▶ Text excerpt:

*** Block opens ***

Sunday, February 05, 2017

I think I am back

The best part about having a blog. Come and go as you please :-)

B's dad - my father-in-law passed away recently, after a 6-7 year long uphill struggle with dementia. I like to think the early years weren't as much of a struggle, and we were very lucky to be able to be there for him, with him and improve his quality of life in whatever way we could. Ironically, given that his cognition was only mildly impaired then, I also realize that he was the most affected by his situation at that point- irritation and frustration at himself, at having to depend on others for little things, inability to read the paper or do simple things that he enjoyed. But I saw him develop his own ways of dealing with it all as the years went by, and in the face of such a horribly debilitating condition, I remain thankful for the smaller mercies- a good geriatric doctor who guided us, a helpful local chapter of dementia caregivers association, a very caring and sympathetic full time attendant we had for the last year, a supportive maid at home, and of course, the financial ability we had to tap into all these resources.

The last year was definitely the hardest, on him, and on all of us. After a single hospitalization, he was pushed past a brink that rendered him bedridden for all practical purposes. He gradually stopped talking coherently, had to be diapered and hauled between bed and chair...fed by the attendant. He reacted to us, responded to our voices, to his attendant's voice, but in the last months, we saw that also fade out. To the point when we realized our presence/absence was not making a difference.

Around now, a very good career opportunity came B's way. It would mean moving countries, and either admitting his dad in a hospice or taking him with us. We chose the hospice route, based on a lot of reasoning and practical thinking and advice of his geriatrician.

Over the weeks, his condition had gotten worse. He seemed duller than usual, and had stopped eating/drinking -or rather - had stopped swallowing what was being fed to him. All the signs were there. Just as we planned to admit him to the hospice for a "trial", he passed away peacefully one morning, almost as if he didn't want to put us through this experience or go through it himself.

The dust has settled a bit. I realise how much I miss my father-in-law. Even in his stage of advanced dementia, there was some sort of strength we drew from having him with us. It's very hard to explain. And there was the daily routine that he was an integral part of.  B derived satisfaction in making him his first cup of coffee every morning. I wished him good morning and good night unfailingly, and upon returning from a tiring office commute every evening, would enjoy seeing him the first thing as I entered-  sitting with him, holding his hands and asking him how he was doing.

The finality of death is truly cruel. I cannot even imagine how B and his brother deal with it, having lost their mother quite tragically over 10 years ago. How we take the presence of a person for granted, and how, one day, they are just snuffed out. A weird, selfish feeling where we are willing to accept the n-1th day in the face of this, despite all the hardship that person may have been facing. Its a very helpless and humbling feeling.

*** Block closes ***

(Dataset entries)
*** Block opens ***

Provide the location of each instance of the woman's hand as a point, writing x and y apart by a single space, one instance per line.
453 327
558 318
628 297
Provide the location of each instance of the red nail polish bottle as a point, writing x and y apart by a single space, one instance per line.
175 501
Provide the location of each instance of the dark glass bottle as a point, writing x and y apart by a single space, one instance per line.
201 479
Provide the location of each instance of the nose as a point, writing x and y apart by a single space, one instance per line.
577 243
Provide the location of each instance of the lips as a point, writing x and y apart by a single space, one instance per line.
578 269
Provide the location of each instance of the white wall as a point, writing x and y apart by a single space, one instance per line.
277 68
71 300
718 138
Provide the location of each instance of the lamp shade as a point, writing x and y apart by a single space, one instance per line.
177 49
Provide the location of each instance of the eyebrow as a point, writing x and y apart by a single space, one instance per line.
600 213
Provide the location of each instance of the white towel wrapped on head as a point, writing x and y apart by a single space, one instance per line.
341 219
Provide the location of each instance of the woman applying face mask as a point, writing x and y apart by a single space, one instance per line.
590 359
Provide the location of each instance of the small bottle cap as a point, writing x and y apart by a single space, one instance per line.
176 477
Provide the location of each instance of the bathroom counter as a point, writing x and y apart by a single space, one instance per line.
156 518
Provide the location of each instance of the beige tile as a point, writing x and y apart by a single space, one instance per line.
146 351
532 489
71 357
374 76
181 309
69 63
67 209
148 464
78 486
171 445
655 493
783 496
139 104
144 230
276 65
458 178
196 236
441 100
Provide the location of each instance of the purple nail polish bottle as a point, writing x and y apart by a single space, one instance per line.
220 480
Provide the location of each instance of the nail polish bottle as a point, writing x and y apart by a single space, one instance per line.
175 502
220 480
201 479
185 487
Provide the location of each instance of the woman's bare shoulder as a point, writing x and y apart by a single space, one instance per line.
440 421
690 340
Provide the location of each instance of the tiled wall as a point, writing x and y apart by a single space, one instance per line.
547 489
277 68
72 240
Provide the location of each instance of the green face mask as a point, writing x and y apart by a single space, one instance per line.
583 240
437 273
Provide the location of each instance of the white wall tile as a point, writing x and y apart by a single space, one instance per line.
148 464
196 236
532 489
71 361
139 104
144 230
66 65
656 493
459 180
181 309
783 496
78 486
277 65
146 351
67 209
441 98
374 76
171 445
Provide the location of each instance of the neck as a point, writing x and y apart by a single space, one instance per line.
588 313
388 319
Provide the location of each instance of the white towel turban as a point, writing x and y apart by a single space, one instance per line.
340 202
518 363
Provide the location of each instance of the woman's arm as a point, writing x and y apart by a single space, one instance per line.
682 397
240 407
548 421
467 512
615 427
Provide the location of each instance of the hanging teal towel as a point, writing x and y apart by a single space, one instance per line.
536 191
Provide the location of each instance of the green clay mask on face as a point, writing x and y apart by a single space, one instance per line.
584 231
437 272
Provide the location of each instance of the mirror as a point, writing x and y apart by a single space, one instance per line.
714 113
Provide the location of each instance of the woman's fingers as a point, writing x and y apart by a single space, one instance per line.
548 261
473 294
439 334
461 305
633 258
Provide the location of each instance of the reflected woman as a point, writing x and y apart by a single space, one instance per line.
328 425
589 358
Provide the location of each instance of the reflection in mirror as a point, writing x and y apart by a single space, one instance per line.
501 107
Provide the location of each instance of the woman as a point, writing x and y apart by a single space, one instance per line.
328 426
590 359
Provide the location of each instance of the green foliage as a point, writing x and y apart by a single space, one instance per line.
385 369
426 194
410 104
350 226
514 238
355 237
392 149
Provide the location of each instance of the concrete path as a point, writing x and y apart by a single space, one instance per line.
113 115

*** Block closes ***

▶ Instructions to follow: Reproduce word for word the part of the blog post about the father-in-law's dementia that starts at "Around now, a" and ends at "through it himself.".

▶ Answer section:
Around now, a very good career opportunity came B's way. It would mean moving countries, and either admitting his dad in a hospice or taking him with us. We chose the hospice route, based on a lot of reasoning and practical thinking and advice of his geriatrician.

Over the weeks, his condition had gotten worse. He seemed duller than usual, and had stopped eating/drinking -or rather - had stopped swallowing what was being fed to him. All the signs were there. Just as we planned to admit him to the hospice for a "trial", he passed away peacefully one morning, almost as if he didn't want to put us through this experience or go through it himself.